• STATED PROBLEM: Print the data between the line holding "of the brown" and the line holding "x=279 y=101", inclusive, reproducing each line verbatim.

• EXCERPTED RECORDS:
(begin)

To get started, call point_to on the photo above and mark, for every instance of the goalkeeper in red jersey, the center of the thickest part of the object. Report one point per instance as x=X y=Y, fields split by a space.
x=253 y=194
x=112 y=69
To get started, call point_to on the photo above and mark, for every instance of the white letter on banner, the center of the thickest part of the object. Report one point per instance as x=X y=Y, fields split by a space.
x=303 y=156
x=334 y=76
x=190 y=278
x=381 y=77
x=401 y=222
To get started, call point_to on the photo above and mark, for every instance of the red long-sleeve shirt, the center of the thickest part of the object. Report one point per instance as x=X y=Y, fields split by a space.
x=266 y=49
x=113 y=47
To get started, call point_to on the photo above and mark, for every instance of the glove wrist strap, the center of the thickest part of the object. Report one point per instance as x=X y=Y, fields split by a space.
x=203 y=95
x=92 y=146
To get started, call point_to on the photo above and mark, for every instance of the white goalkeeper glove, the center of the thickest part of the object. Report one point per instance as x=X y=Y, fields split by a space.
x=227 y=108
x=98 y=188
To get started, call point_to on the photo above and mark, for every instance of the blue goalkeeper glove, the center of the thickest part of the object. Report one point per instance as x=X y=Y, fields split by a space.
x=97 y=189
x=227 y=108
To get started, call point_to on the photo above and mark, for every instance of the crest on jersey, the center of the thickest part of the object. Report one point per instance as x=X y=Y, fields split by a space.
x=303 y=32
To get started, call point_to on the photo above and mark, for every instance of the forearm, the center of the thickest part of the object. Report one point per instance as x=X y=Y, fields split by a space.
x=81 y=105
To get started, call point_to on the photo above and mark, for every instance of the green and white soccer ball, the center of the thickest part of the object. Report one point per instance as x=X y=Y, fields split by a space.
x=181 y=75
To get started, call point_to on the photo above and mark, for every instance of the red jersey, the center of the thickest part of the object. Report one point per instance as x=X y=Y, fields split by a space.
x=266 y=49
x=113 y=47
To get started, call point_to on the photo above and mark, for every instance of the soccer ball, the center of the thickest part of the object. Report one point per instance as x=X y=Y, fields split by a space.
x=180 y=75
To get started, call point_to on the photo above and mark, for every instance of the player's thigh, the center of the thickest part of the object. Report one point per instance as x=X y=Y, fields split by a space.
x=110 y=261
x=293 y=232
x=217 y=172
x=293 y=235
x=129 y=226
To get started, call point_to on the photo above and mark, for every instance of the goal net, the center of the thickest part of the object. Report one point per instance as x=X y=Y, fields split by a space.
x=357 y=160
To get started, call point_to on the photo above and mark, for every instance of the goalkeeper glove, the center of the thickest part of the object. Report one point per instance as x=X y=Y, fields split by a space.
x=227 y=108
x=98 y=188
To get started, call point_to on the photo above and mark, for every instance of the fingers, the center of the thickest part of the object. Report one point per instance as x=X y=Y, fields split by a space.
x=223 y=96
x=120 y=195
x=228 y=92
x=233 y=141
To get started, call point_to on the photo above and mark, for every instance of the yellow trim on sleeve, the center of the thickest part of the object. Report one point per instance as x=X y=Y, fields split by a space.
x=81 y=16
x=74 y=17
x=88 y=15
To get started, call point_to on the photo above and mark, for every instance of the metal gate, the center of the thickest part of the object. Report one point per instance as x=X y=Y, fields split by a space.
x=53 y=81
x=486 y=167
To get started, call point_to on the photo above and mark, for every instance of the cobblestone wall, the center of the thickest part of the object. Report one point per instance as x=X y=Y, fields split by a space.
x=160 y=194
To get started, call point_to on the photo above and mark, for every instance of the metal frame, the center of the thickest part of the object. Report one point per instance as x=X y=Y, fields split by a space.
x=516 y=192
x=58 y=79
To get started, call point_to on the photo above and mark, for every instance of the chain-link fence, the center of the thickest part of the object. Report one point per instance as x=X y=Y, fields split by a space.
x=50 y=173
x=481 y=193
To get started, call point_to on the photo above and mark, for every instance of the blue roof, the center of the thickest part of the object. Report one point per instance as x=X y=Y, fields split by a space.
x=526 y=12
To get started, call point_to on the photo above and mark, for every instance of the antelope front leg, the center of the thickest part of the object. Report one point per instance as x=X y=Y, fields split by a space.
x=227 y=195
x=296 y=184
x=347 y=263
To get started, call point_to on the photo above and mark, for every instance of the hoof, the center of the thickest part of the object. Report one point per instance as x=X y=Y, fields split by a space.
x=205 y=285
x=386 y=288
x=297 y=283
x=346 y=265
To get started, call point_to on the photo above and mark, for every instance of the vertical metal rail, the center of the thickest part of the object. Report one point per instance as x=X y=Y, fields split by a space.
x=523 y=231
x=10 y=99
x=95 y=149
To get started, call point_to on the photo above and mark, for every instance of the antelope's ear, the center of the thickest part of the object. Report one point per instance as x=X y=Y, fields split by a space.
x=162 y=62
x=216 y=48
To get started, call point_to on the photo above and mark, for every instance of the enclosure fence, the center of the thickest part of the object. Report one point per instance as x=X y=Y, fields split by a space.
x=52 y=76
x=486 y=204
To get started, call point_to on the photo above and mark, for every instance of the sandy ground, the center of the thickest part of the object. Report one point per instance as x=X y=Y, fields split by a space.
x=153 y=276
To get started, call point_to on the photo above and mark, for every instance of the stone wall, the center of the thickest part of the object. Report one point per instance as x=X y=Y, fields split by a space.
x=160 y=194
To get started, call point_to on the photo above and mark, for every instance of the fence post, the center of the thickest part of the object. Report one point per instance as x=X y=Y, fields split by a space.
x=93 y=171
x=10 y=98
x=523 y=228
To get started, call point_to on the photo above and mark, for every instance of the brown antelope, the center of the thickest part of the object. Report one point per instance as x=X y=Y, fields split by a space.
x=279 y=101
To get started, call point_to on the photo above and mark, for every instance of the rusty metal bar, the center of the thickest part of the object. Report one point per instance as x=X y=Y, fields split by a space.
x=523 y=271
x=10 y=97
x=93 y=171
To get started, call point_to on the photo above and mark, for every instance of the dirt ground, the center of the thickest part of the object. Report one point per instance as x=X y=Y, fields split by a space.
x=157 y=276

(end)

• ANSWER TO THIS EXERCISE:
To get started, call point_to on the photo above and mark, for every instance of the brown antelope, the center of the thickest part of the object. Report one point per instance as x=X y=Y, fields split by a space.
x=279 y=101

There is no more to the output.